***** Bloco de texto *****

Além destas, encontramos também reportagens que omitiam o papel do professor como uma veiculada pelo jornal O Estado de São Paulo em 11 de abril de 2013 cuja manchete é “Ensino freia adaptação ao mundo digital”, escrita por Jamil Chade. Como na maioria das notícias, esta reportagem se inicia apontando dados de pesquisas sobre a educação no Brasil e no mundo. Entretanto, a diferença é que esta notícia, apesar de falar sobre as tecnologias de informação, em momento algum falar sobre o professor. O educador é totalmente omitido na reportagem, o que reforça a representação negativa do mesmo.

***** Trecho dos dados *****

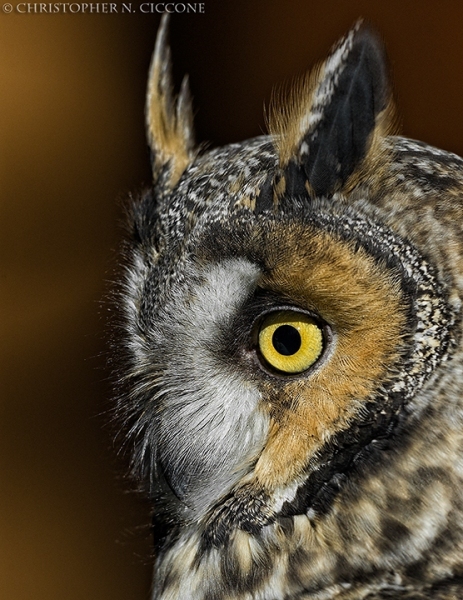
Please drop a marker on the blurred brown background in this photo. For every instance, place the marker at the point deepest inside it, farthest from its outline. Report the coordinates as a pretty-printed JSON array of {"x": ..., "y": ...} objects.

*****

Indique, com base no bloco de texto, a manchete da reportagem publicada pelo jornal O Estado de São Paulo em 11 de abril de 2013. O material apresentado é independente do texto.

→ Exercício resolvido
A manchete é “Ensino freia adaptação ao mundo digital”.